(PROBLEM DETAILS): When you reach the line containing "Give one point for each instance of the shrub" in the entries below, please begin setting down lines exactly, stop only after the last one, and add nothing else.

(Saved entries)
....................
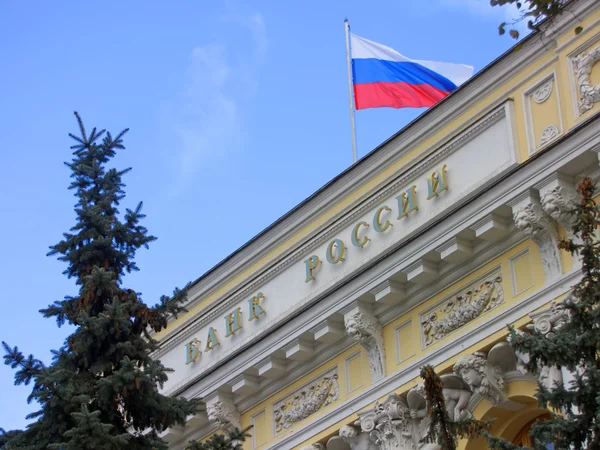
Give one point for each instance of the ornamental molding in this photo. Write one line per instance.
(437, 356)
(542, 93)
(559, 203)
(430, 160)
(531, 219)
(224, 415)
(316, 446)
(468, 304)
(582, 66)
(546, 321)
(484, 372)
(389, 424)
(365, 329)
(548, 134)
(307, 400)
(355, 438)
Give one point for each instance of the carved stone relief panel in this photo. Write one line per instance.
(583, 64)
(459, 309)
(543, 117)
(307, 400)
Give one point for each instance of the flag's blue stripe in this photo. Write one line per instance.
(371, 70)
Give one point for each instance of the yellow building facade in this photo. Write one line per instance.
(423, 252)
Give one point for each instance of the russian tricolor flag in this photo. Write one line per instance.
(383, 77)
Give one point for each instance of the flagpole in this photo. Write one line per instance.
(350, 89)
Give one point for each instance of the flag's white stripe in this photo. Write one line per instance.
(363, 49)
(457, 73)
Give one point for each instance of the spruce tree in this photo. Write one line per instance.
(574, 408)
(444, 431)
(101, 390)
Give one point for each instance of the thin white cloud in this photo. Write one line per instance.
(221, 78)
(481, 8)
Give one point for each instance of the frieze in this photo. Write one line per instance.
(307, 400)
(583, 64)
(434, 158)
(462, 308)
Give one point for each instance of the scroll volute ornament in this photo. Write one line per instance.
(484, 373)
(583, 64)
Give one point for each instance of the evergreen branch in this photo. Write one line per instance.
(233, 441)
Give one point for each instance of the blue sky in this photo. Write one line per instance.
(237, 111)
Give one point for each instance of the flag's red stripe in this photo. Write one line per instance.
(396, 95)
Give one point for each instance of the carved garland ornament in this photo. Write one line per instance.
(542, 93)
(541, 228)
(548, 133)
(461, 309)
(402, 422)
(559, 203)
(306, 401)
(366, 330)
(583, 64)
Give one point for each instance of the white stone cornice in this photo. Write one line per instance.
(364, 328)
(566, 152)
(389, 292)
(245, 384)
(393, 381)
(272, 367)
(299, 349)
(491, 227)
(531, 219)
(456, 250)
(422, 271)
(559, 199)
(222, 412)
(329, 331)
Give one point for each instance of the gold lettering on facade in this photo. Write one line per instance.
(192, 353)
(407, 202)
(233, 322)
(311, 265)
(356, 241)
(255, 309)
(340, 249)
(377, 225)
(212, 341)
(436, 182)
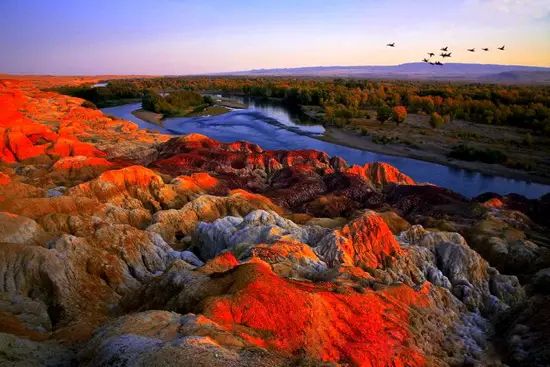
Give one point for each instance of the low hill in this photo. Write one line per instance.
(419, 70)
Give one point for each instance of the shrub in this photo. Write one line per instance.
(383, 113)
(399, 114)
(436, 121)
(383, 139)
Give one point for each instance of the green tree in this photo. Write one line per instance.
(399, 114)
(436, 120)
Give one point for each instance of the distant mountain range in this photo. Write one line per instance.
(418, 70)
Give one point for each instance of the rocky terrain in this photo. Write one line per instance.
(122, 247)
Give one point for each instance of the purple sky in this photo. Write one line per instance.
(186, 37)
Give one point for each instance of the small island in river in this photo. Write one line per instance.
(157, 106)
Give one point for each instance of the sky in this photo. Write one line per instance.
(71, 37)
....................
(EXERCISE OUTPUT):
Give one point for each instance of the shrub in this photo. Write one line per instance.
(383, 113)
(399, 114)
(436, 121)
(383, 139)
Give one point for each instance of the green tree in this photo. Write one line per instance.
(399, 114)
(436, 120)
Give one point for each instance of the distant mountain range in this photo. Write one line per instance.
(418, 70)
Give one point for each instance of the rocky terrain in this photo. Write one line per instance.
(122, 247)
Give one point for each instance of the purple sky in this photo. Write one line per instance.
(186, 37)
Give one point for each instance of the small island in river in this photo. Write one line per instance.
(157, 106)
Give one point for each instance of the sky in this photo. Write one line per instance.
(71, 37)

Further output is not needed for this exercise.